++++ Source data
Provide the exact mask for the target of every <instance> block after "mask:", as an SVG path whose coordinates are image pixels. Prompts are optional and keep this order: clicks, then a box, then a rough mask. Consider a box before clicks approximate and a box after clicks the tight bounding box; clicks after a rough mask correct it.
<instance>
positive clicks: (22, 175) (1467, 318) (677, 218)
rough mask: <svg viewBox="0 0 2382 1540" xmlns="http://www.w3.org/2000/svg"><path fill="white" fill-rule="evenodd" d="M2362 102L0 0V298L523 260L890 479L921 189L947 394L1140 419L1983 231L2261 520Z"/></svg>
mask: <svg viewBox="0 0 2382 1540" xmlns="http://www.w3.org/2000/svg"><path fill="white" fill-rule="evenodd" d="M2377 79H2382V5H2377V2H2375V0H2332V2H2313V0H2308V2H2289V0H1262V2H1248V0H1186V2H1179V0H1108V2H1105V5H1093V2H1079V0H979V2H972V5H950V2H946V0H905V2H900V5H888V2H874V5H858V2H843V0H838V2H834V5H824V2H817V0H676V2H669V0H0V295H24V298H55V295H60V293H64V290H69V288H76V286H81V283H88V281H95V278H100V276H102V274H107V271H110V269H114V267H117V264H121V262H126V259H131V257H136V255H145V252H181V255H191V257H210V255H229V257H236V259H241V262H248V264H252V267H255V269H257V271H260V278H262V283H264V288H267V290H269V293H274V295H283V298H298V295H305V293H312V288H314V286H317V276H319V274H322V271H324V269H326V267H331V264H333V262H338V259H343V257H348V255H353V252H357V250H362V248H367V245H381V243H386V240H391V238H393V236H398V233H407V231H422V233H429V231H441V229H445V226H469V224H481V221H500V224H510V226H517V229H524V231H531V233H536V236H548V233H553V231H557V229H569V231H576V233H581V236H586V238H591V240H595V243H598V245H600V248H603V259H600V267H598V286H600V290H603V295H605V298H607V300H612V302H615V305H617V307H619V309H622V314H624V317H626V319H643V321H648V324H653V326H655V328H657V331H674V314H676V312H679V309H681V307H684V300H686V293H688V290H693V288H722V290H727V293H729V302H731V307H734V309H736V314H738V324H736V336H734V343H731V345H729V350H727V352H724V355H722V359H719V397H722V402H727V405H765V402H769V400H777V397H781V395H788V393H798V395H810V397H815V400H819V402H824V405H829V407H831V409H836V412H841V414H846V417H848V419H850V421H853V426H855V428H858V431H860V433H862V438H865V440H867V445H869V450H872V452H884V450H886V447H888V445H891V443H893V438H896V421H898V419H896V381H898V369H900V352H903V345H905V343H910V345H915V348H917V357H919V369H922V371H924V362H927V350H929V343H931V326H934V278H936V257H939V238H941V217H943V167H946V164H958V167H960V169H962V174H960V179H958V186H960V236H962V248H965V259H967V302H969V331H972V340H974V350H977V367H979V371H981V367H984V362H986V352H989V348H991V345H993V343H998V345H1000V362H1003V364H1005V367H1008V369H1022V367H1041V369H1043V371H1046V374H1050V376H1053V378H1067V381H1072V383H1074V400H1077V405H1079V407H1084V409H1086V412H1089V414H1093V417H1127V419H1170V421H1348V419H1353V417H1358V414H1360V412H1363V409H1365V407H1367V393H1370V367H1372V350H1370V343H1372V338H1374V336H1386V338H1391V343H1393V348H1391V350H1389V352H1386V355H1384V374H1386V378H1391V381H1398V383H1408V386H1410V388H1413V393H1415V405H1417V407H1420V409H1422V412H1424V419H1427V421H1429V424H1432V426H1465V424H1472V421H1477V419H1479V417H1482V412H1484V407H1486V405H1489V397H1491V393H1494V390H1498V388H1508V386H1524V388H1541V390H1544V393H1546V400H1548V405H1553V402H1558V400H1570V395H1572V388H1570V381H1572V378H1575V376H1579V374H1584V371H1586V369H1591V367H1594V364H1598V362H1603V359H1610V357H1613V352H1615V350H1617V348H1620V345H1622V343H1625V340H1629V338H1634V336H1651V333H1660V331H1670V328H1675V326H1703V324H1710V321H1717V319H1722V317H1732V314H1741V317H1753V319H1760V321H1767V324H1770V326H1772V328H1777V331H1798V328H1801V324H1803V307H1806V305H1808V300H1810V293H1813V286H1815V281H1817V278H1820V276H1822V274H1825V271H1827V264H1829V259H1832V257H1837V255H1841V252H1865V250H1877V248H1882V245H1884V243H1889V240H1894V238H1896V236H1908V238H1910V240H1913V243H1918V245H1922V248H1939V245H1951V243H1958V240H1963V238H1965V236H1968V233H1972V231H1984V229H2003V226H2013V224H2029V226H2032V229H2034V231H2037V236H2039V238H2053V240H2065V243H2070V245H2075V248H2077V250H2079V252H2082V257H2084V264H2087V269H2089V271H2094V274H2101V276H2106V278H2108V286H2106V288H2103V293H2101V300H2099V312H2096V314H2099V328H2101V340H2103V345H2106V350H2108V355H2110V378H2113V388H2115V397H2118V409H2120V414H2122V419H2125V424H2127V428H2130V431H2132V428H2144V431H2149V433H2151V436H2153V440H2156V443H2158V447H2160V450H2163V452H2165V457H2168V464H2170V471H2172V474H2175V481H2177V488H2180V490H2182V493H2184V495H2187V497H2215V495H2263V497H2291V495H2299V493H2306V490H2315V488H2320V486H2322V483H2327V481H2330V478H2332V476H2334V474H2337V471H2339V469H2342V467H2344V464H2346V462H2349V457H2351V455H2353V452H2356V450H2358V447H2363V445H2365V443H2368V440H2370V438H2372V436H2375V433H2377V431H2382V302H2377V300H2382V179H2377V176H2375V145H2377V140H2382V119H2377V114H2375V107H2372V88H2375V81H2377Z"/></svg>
++++++++
++++ Source data
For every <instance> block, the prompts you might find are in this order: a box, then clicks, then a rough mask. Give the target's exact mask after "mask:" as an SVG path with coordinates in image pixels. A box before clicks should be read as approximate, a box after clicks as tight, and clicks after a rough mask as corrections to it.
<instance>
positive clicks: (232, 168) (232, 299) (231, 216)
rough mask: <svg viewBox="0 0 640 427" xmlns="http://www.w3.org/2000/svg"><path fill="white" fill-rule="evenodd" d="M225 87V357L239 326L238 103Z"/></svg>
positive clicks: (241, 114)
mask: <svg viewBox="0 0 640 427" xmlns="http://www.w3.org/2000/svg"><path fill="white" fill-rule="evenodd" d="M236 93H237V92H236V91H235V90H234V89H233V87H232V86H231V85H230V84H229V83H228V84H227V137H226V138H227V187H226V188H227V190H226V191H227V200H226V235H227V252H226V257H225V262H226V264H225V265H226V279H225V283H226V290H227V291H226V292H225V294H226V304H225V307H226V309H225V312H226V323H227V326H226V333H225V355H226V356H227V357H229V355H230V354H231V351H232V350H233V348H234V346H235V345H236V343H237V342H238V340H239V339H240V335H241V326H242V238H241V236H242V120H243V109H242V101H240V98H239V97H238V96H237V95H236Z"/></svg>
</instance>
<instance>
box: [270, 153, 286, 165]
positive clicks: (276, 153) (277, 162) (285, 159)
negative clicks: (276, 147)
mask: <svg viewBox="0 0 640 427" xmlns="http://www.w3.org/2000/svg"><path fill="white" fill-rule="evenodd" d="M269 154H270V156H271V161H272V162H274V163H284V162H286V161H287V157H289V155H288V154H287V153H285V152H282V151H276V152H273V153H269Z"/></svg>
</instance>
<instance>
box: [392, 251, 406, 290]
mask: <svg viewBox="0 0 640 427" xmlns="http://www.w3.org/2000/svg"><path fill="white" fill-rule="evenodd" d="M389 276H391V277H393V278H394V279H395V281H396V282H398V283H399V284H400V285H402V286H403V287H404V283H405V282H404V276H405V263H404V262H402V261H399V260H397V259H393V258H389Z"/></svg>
++++++++
■ Brief
Using the entries shown above, reproduce verbatim the lines from the line bearing "Provide the exact" to the line bearing "positive clicks: (22, 175)", inclusive.

■ Solution to this problem
Provide the exact mask for the target of every <instance> block after "mask:", as an SVG path whose coordinates are image pixels. Prompts are optional and keep this order: clicks, then a box, then a rough mask. Consider a box before clicks approximate and a box after clicks the tight bounding box; clicks after a rough mask correct it.
<instance>
positive clicks: (22, 175) (1467, 318) (677, 218)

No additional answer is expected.